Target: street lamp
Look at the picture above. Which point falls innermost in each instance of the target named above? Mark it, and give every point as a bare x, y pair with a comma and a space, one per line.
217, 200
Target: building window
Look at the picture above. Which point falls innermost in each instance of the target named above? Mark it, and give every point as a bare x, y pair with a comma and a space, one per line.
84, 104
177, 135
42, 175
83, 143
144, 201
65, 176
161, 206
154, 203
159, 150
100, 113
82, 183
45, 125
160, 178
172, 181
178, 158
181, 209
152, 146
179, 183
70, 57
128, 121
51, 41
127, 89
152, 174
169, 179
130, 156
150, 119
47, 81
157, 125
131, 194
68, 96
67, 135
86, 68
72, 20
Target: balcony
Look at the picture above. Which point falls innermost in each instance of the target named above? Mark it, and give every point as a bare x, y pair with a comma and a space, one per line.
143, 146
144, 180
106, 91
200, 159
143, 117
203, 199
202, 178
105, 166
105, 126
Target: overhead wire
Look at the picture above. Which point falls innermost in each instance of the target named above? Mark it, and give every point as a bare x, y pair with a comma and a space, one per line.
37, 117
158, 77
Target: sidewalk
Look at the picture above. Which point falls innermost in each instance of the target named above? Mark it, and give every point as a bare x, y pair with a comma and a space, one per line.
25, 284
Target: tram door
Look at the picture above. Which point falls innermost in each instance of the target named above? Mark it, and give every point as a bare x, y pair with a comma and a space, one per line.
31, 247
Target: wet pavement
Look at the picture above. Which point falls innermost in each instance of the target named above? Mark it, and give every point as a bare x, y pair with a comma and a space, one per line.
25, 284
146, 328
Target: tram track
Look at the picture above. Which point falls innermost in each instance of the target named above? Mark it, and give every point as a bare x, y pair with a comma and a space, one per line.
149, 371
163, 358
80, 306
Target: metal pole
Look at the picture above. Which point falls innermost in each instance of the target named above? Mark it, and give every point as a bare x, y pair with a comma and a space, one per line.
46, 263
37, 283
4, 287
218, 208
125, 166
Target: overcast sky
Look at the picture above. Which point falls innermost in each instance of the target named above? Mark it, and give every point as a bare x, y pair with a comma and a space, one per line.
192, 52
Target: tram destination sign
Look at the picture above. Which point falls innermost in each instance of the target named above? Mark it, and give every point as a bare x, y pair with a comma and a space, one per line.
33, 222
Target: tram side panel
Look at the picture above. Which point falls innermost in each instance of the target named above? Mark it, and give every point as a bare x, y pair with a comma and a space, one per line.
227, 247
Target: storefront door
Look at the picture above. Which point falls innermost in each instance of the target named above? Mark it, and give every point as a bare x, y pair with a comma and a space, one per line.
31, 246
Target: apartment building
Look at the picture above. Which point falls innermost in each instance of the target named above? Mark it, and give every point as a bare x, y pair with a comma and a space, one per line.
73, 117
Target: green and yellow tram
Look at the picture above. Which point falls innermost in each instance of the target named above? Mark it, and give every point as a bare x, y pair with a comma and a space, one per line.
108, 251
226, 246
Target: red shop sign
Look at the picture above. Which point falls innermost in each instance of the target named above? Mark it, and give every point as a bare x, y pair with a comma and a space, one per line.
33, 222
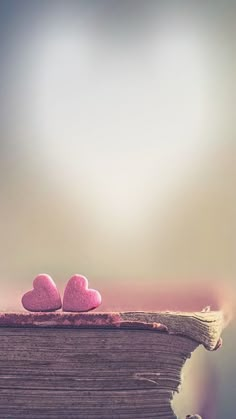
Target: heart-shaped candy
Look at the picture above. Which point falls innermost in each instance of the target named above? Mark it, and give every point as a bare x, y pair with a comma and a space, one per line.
78, 297
43, 297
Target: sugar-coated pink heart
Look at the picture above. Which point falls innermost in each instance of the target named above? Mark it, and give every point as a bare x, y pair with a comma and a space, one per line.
78, 297
43, 297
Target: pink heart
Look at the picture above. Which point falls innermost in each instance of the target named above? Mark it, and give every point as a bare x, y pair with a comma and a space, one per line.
78, 297
43, 297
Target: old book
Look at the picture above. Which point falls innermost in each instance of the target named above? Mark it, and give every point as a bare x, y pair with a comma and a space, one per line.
98, 365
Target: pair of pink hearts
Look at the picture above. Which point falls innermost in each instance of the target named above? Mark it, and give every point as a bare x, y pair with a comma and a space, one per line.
45, 296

======

▶ _TASK DESCRIPTION_
Return every line shown above without changing a word, and skip the pictures.

▶ _RESPONSE TO THIS TASK_
Target: street lamp
Look at the picture above. Which point falls innermost in each instance of the target named above? Mark it, and give every point as a bare x, y pair with a comma and a space, one per line.
217, 200
Target: building window
Look at the picture above. Which point falls innermost in each instance of the target named above? Mark it, and give every point as a bare x, y pair with a comma and a space, one per line.
84, 104
177, 135
42, 175
83, 143
144, 201
65, 176
161, 206
154, 203
159, 150
100, 113
82, 183
45, 125
160, 178
172, 181
178, 158
181, 209
152, 146
179, 183
70, 57
128, 121
51, 41
127, 89
152, 174
169, 179
130, 156
150, 119
47, 81
157, 125
131, 194
68, 96
67, 135
86, 68
72, 20
Target: balcony
Look at the picture above. Which point falls innermost in each instance of the target named above? Mark it, and give every point as a bare x, y pair with a comma and a space, one per line.
143, 146
144, 180
106, 91
200, 159
143, 117
203, 199
202, 178
105, 166
105, 126
Target: overhead wire
Look at the picture above. Which point falls innermost in each instance of the target named above? Mark it, and give every point as a bare x, y pair with a comma and a space, one per line.
37, 117
158, 77
Target: sidewalk
Look at the picture above. Which point falls innermost in each instance of the target named above? Mark it, and give every point as a bare x, y pair with a comma and a space, one per line.
25, 284
Target: tram door
Look at the picture above. Which point falls innermost in each instance of the target named above? Mark it, and give every point as a bare x, y pair with a comma and a space, one per line.
31, 247
Target: wet pavement
Look at the picture above. Which point falls innermost in each instance of the target named above? Mark it, and give every point as a bare x, y pair with a comma and a space, one per line.
25, 284
146, 328
Target: tram track
Look at the picture above. Which point falls innermost in each instance of the target named above? Mark it, and give every point as a bare x, y pair with a comma and a space, one per line.
149, 371
163, 358
80, 306
Target: metal pole
Look at the picture above. Which point falls innermost in each instance of the target named above? Mark it, and give every point as a bare x, y pair with a comma and a space, one per line.
46, 263
37, 283
4, 287
218, 208
125, 166
Target: overcast sky
Look at the picture above. Which point falls innermost in each instance of the target named above? Mark it, and give every point as a bare x, y pair with a comma and a space, one per line.
192, 52
Target: tram destination sign
Look at the picture above. Which point falls innermost in each instance of the target named above? Mark it, and give every point as a bare x, y pair with a comma and a space, one per line.
33, 222
Target: tram side panel
Look at the picture above. Which point falls innermost in each instance of the target named above? Mark it, and give every point as a bare x, y pair with a comma and a space, one per line.
227, 247
Target: storefront door
Look at the picture above. Which point falls innermost in each instance of the target named above? Mark it, and give every point as a bare x, y pair with a comma and a space, one per line.
31, 246
Target: apartment building
Look at the picture above. Which point falls innermost in each instance of the target named above? Mark it, and give every point as a bare x, y pair with a comma and a space, one per line.
73, 117
Target: green and yellow tram
Look at the picture above. Which point falls innermost in each instance of the target named above? Mark it, and give every point as a bare x, y pair with a comma and a space, one per line.
108, 251
226, 246
Target: red shop sign
Look at the picture above. Which point falls innermost in each instance of the target named above? Mark it, and give every point as a bare x, y pair with a comma and a space, one per line.
33, 222
Target: heart-shaped candy
Look at the picture above. Which point falls innermost in each instance of the target named above? Mark it, and give every point as a bare x, y pair with a comma and a space, one per line.
78, 297
43, 297
Target: sugar-coated pink heart
Look at the picture above. Which point falls innermost in each instance of the target named above? Mark it, and give every point as a bare x, y pair with a comma and a space, one per line.
78, 297
43, 297
Target: pink heart
Look at the picture above. Which point falls innermost in each instance of the target named above? Mark it, and give every point as a bare x, y pair with a comma and a space, one per line.
78, 297
43, 297
Target: old book
Look at the picture above. Which point falls innermost in each instance of the target named above? Mark it, and give every point as a bare x, y pair with a comma and a space, one per line.
98, 365
Target: pair of pink hearts
Look at the picture above. Which point falls innermost in each instance of the target named above? Mark it, and give every point as a bare x, y pair with a comma and a space, one per line.
45, 296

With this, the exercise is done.